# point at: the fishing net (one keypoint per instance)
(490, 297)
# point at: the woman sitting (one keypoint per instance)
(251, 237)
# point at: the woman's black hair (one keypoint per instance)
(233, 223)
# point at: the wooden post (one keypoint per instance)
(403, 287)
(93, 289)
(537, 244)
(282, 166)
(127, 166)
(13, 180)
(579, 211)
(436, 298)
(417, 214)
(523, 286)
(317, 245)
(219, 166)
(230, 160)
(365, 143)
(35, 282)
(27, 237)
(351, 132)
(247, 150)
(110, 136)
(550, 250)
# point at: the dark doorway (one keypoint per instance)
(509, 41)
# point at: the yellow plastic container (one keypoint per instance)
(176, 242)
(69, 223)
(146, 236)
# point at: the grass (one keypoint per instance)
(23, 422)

◇ ◇ ◇ ◇ ◇ ◇ ◇

* [Work to be completed] Copy out all of the data above verbatim, line by line, without altering any character.

* [Exercise output]
# point at: the fishing net (one keypoint per instance)
(490, 297)
# point at: the woman sitting (one keypoint per instance)
(251, 237)
# point at: the woman's black hair (one keypoint per instance)
(233, 223)
# point at: the wooden post (one keypoint per instance)
(403, 287)
(93, 289)
(537, 244)
(282, 166)
(127, 166)
(13, 180)
(579, 211)
(436, 298)
(417, 214)
(523, 286)
(317, 245)
(219, 166)
(230, 160)
(365, 143)
(35, 282)
(27, 237)
(351, 132)
(247, 150)
(110, 136)
(550, 250)
# point at: the dark doorway (one keypoint per instance)
(509, 41)
# point at: the yellow plastic container (one keypoint per instance)
(176, 242)
(69, 223)
(146, 236)
# point at: the grass (one keypoint per instance)
(23, 422)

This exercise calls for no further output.